● **Exercise requirements**:
Update the lines below by replacing every "one marker per instance" with "a single marker for each instance", leaving everything else unchanged. Omit the pictures from your answer.

Object position labeling entries

## Start

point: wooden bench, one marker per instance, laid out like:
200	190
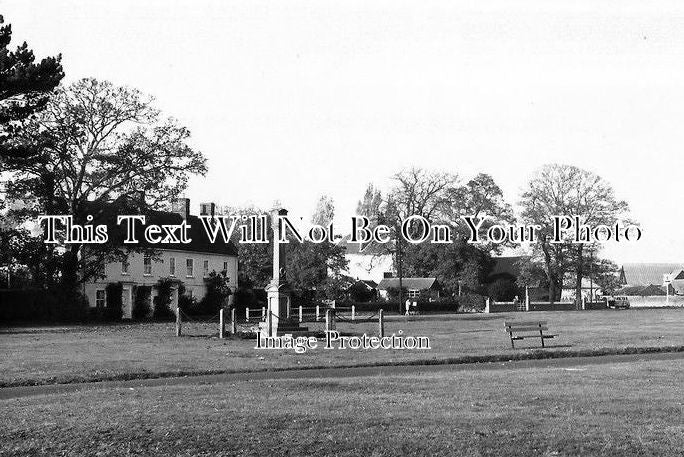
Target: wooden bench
519	330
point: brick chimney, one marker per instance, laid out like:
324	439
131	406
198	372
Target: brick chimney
208	209
181	206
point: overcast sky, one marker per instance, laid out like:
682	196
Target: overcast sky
293	99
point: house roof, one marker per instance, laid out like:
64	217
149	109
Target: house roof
105	214
677	274
408	283
643	291
644	274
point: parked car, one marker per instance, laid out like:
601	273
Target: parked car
618	302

## End

● **Correct answer**:
point: wooden bench, a single marker for each instance, laid out like:
200	190
Target: wooden bench
519	330
point: brick chimney, a single marker for each instance, laid out like:
324	439
131	406
198	372
Target: brick chimney
208	209
181	206
point: overcast sky, a single marker for each instance, laid out like:
682	196
Target: overcast sky
293	99
point: house roof, a single marker for each instance, laid out like:
64	217
149	109
Target: house roof
105	214
677	274
408	283
643	291
644	274
point: parked car, a single marker for each instance, laid out like:
601	273
Target: parked car
618	302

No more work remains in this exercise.